Recorded data:
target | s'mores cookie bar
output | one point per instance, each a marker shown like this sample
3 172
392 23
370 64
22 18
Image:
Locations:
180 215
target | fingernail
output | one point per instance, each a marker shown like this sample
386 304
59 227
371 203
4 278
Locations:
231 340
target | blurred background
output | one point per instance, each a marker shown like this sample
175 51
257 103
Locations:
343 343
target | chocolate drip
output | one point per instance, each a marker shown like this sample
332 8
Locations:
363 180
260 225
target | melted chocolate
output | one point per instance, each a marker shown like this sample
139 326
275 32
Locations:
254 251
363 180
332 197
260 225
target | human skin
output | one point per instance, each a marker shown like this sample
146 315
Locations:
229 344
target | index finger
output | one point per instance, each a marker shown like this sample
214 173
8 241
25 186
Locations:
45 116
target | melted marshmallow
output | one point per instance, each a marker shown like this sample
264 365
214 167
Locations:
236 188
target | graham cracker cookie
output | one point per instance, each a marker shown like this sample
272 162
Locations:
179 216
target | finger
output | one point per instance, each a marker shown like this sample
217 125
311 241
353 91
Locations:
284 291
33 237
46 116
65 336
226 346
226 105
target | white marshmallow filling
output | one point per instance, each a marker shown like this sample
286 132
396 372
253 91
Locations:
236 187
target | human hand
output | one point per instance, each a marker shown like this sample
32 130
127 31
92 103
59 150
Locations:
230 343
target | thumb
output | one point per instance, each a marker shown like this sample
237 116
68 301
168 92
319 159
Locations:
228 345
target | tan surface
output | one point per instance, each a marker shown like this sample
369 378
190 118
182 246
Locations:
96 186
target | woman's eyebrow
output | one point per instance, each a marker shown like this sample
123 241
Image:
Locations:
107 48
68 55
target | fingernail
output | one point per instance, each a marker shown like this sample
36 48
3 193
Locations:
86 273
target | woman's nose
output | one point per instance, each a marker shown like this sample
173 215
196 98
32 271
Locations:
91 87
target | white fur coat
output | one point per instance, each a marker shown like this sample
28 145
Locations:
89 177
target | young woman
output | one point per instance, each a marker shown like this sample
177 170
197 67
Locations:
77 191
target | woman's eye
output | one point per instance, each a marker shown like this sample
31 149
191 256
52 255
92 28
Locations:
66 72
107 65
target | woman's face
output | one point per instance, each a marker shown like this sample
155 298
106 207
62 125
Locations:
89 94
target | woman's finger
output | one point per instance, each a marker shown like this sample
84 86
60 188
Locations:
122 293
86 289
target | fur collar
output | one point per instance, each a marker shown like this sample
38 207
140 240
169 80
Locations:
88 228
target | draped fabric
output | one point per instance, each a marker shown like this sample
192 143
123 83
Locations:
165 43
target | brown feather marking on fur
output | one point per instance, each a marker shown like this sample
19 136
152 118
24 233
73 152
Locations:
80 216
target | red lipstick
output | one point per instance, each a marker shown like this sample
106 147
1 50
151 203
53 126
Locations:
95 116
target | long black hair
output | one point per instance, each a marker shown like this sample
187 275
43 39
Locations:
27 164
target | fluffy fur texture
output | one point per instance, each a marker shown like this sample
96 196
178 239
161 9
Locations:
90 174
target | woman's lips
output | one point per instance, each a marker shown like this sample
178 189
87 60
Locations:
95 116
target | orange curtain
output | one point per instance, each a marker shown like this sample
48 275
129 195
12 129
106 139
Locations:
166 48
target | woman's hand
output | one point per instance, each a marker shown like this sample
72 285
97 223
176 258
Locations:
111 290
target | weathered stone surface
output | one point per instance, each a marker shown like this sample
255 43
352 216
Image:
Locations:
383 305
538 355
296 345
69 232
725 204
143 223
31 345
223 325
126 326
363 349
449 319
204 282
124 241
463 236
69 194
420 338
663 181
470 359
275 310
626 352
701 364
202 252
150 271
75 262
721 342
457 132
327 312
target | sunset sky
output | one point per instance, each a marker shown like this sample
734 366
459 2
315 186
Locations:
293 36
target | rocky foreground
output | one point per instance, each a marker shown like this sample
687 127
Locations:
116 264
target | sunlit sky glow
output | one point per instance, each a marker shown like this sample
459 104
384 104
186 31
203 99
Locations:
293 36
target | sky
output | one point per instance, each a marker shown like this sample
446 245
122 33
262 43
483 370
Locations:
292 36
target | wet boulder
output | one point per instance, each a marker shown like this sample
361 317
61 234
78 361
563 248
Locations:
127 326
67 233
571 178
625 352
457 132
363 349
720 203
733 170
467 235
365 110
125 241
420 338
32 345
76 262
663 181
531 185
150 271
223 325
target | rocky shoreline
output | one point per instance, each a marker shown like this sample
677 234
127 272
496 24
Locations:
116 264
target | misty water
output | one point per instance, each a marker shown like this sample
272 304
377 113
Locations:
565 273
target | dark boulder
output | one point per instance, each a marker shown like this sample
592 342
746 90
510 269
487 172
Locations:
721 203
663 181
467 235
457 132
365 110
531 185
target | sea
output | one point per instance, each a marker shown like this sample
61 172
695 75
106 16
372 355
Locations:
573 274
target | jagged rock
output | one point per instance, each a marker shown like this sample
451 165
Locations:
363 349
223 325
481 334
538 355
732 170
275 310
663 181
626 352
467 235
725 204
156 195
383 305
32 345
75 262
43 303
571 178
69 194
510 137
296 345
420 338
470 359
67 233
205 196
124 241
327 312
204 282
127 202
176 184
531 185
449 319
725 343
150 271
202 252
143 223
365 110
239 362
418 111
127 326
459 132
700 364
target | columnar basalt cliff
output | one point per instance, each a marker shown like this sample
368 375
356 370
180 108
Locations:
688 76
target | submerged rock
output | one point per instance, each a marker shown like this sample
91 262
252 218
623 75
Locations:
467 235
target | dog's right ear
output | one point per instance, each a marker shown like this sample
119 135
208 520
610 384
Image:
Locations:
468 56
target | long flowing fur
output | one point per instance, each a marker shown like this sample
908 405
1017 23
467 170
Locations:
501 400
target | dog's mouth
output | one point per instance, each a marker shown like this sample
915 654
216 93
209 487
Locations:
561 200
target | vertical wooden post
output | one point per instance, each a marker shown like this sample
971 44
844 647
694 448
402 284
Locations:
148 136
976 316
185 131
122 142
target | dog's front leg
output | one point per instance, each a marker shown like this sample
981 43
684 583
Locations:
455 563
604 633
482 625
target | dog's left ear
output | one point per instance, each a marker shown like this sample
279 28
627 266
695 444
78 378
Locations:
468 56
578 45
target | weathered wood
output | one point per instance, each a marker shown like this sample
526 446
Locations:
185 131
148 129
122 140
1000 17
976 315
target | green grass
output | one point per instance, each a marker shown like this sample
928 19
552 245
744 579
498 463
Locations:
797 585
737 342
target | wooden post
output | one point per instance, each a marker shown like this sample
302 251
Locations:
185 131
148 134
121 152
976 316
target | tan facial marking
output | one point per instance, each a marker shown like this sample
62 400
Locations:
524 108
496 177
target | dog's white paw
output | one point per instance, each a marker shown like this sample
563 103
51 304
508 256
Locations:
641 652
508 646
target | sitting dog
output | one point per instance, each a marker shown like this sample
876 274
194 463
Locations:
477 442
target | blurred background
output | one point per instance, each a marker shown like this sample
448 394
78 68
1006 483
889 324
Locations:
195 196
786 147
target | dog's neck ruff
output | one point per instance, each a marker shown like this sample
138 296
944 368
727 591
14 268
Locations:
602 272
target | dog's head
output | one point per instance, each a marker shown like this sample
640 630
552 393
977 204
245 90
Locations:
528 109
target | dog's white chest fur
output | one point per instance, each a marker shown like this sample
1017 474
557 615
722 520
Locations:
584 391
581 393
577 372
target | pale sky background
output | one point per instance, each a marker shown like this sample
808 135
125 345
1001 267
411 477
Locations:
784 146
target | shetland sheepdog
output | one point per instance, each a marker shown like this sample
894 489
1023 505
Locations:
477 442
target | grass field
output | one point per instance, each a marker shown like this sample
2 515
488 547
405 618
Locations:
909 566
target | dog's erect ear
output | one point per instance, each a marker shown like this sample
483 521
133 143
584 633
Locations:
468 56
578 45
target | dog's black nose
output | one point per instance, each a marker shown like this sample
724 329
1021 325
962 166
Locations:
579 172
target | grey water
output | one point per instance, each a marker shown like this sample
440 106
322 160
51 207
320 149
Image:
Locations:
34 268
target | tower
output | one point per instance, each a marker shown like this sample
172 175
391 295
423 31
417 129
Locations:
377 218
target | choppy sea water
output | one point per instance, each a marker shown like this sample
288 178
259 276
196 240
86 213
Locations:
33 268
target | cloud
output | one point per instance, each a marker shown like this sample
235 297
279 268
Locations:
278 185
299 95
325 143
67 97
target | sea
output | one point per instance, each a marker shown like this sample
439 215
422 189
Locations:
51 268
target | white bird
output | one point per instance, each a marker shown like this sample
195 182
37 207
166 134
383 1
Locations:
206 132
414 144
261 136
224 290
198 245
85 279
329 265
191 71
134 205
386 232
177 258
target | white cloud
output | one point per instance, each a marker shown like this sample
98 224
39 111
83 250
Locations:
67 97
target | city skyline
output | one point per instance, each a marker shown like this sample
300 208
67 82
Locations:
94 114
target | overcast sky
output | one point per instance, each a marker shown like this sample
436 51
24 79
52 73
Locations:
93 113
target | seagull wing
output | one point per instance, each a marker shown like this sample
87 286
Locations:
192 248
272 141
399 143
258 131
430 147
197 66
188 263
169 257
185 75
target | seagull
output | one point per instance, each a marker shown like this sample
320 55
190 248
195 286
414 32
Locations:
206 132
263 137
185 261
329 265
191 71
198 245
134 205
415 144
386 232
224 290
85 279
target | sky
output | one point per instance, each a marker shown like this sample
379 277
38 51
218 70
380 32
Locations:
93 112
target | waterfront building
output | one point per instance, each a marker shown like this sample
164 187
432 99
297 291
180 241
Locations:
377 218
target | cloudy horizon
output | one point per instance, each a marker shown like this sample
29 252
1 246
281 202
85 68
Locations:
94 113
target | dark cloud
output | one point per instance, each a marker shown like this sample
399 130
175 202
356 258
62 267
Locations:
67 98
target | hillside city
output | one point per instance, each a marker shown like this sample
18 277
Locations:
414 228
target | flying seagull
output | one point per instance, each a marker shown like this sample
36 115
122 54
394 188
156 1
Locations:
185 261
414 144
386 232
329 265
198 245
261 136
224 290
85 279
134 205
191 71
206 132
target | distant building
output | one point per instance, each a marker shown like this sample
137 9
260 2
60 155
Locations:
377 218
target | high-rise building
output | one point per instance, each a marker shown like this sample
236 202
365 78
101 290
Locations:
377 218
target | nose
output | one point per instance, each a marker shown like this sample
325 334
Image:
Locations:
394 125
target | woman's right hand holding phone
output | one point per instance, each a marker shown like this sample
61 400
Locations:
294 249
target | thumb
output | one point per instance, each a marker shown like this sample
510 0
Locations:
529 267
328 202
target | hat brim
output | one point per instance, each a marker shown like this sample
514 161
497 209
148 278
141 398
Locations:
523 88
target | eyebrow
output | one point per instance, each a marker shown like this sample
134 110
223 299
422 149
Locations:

### Task item
From the records above, quote only the lines running from the line with "target | hillside city" to the line with "target | distant building", both lines included.

### Response for this exercise
target | hillside city
output | one point per instance, each a marker shown like this sample
18 277
Locations:
414 228
target | flying seagull
output | one point per instance, each a marker shown like this sample
36 115
122 54
394 188
156 1
Locations:
185 261
414 144
386 232
329 265
198 245
261 136
224 290
85 279
134 205
191 71
206 132
target | distant building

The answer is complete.